Task ::
Copy out, exactly as given, every line from the line with "In this picture, where can the swing set frame" to the end of the listing, both of those lines included.

Data supplied ::
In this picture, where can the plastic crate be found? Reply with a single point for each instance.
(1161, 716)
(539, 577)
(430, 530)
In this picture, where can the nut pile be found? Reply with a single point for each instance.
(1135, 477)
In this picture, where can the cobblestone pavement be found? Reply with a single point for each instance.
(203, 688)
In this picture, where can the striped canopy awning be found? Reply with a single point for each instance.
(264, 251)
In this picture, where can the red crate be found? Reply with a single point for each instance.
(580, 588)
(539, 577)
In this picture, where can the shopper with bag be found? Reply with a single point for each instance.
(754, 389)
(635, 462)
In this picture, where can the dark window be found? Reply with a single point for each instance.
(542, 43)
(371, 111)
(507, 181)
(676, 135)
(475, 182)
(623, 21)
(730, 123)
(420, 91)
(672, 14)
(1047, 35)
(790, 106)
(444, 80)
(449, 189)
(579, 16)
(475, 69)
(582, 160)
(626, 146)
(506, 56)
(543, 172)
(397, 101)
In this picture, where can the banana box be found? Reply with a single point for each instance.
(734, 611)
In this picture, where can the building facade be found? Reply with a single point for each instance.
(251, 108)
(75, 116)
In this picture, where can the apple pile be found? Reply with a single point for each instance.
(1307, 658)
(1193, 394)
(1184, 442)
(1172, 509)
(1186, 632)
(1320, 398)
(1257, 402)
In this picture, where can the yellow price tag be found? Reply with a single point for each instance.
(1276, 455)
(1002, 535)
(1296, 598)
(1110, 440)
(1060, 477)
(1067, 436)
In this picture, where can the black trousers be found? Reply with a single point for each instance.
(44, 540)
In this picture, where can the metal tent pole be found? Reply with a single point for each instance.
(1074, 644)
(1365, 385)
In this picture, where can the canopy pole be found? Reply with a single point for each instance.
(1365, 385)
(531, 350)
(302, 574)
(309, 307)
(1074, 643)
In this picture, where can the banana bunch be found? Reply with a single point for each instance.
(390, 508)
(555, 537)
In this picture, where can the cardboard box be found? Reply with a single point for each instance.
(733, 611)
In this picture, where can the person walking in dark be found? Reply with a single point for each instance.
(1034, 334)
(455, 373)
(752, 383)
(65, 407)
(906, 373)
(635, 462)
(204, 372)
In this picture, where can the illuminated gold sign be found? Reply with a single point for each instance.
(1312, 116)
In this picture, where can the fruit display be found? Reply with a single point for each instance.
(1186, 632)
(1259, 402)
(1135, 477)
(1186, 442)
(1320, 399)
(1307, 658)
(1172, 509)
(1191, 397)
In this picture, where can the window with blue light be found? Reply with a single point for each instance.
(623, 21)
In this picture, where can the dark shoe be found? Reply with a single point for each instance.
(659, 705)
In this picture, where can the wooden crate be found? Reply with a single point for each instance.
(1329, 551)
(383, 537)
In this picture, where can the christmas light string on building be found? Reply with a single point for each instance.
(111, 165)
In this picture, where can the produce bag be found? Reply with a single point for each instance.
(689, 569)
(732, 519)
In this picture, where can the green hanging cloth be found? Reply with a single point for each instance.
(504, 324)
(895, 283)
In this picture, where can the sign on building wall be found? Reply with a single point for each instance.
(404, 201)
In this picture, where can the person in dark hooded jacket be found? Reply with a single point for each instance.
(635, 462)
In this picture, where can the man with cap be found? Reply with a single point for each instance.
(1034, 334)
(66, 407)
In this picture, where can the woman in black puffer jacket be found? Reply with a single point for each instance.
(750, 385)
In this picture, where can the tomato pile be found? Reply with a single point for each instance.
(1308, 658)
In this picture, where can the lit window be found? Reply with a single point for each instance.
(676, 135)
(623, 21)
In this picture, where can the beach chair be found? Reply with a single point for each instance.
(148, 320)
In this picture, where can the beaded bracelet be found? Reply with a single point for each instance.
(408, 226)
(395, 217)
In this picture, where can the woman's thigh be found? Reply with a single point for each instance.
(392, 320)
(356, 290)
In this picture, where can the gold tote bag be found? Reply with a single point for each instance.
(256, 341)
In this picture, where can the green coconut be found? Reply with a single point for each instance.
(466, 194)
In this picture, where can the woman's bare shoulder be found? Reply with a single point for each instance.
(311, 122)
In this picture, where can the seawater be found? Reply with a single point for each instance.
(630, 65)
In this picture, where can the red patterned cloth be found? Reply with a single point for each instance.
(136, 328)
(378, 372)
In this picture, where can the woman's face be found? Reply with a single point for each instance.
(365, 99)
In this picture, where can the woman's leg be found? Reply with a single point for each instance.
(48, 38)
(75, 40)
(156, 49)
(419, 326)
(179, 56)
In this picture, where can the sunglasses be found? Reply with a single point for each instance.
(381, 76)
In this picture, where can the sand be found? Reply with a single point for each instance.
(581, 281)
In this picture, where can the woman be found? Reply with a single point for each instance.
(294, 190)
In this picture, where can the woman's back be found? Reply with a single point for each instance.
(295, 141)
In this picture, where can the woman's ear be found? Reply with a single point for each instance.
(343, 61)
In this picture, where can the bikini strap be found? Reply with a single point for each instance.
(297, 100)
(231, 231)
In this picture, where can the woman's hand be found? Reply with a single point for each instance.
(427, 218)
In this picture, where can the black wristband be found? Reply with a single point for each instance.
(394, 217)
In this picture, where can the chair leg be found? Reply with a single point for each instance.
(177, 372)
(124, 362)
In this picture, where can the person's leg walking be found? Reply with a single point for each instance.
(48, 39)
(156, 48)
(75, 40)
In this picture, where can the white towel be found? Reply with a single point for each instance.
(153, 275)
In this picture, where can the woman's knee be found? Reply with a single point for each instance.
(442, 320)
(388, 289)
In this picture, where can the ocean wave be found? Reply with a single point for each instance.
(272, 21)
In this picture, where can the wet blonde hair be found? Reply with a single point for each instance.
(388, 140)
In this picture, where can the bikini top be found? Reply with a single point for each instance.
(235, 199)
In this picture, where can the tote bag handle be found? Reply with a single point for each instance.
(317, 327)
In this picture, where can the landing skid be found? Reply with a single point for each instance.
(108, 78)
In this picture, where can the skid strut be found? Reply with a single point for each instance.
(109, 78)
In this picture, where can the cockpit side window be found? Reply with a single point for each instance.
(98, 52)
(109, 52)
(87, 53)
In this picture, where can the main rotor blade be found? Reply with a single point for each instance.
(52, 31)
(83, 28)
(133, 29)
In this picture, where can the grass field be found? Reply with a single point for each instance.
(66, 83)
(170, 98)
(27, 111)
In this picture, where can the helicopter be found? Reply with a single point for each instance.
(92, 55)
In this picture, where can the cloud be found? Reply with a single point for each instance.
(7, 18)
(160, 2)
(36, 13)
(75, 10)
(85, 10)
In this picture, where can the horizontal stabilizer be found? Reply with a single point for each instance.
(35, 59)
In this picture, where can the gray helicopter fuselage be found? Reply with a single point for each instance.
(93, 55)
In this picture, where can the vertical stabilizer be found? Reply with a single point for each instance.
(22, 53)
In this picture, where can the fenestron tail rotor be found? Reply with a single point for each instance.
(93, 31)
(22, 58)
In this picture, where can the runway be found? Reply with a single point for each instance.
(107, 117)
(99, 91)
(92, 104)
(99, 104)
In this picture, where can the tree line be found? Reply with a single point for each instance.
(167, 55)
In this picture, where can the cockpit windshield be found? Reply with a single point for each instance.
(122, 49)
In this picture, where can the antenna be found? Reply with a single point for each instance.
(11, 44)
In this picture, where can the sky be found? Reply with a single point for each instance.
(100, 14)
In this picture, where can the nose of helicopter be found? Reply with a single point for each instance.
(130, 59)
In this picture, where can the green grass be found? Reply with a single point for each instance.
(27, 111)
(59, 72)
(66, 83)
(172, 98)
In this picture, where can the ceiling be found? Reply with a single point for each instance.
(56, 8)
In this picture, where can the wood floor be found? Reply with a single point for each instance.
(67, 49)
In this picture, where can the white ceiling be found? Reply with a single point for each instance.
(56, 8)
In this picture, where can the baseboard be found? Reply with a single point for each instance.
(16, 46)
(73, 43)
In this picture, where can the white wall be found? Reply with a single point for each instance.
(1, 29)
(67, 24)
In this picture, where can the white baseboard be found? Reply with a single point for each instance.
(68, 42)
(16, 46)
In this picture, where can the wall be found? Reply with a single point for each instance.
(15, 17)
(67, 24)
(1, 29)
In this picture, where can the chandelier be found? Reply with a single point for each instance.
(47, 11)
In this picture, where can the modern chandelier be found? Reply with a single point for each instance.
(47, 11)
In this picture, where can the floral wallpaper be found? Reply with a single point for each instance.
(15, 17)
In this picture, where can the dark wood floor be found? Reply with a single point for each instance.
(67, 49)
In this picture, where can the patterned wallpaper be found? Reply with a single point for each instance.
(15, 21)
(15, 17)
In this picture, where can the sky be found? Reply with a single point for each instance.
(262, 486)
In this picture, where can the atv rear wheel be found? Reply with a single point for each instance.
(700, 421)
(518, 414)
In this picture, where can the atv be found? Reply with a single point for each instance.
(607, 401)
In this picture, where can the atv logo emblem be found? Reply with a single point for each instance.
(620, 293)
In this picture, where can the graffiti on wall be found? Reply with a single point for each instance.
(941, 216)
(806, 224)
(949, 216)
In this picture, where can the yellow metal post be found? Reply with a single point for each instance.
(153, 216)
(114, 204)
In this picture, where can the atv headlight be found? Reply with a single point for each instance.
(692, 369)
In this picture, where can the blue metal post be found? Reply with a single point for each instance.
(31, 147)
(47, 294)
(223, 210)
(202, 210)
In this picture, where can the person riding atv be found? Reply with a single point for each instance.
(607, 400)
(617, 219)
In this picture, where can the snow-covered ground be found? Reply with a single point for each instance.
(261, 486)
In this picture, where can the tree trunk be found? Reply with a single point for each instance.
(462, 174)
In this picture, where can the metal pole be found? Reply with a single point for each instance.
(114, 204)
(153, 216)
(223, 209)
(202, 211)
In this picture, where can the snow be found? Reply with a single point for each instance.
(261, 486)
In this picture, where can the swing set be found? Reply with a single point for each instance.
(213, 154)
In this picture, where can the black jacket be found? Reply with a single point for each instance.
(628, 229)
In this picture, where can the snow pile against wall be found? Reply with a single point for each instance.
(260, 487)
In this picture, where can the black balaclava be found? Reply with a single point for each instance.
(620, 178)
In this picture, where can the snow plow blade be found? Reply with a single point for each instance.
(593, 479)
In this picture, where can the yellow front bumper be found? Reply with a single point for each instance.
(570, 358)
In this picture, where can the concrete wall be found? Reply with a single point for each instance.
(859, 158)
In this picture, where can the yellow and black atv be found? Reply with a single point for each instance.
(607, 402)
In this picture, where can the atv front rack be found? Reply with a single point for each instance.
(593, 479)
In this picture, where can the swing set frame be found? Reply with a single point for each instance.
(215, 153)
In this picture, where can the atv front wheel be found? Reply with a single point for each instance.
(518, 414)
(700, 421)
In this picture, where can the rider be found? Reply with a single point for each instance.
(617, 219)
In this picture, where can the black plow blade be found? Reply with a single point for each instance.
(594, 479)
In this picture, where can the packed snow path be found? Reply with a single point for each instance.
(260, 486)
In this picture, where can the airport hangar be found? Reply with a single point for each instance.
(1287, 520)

The solution ::
In this picture, where can the swing set frame be found? Reply with a single point for each instance.
(215, 153)
In this picture, where can the atv front wheel be found? Reply with a single point for each instance.
(518, 414)
(700, 421)
In this picture, where can the rider be found? Reply with a single point for each instance.
(617, 219)
In this picture, where can the black plow blade be found? Reply with a single point for each instance.
(594, 479)
In this picture, where can the packed snow path be found? Reply with a single point for each instance.
(260, 486)
In this picture, where can the airport hangar be found? Reply with a single point for each instance.
(1287, 520)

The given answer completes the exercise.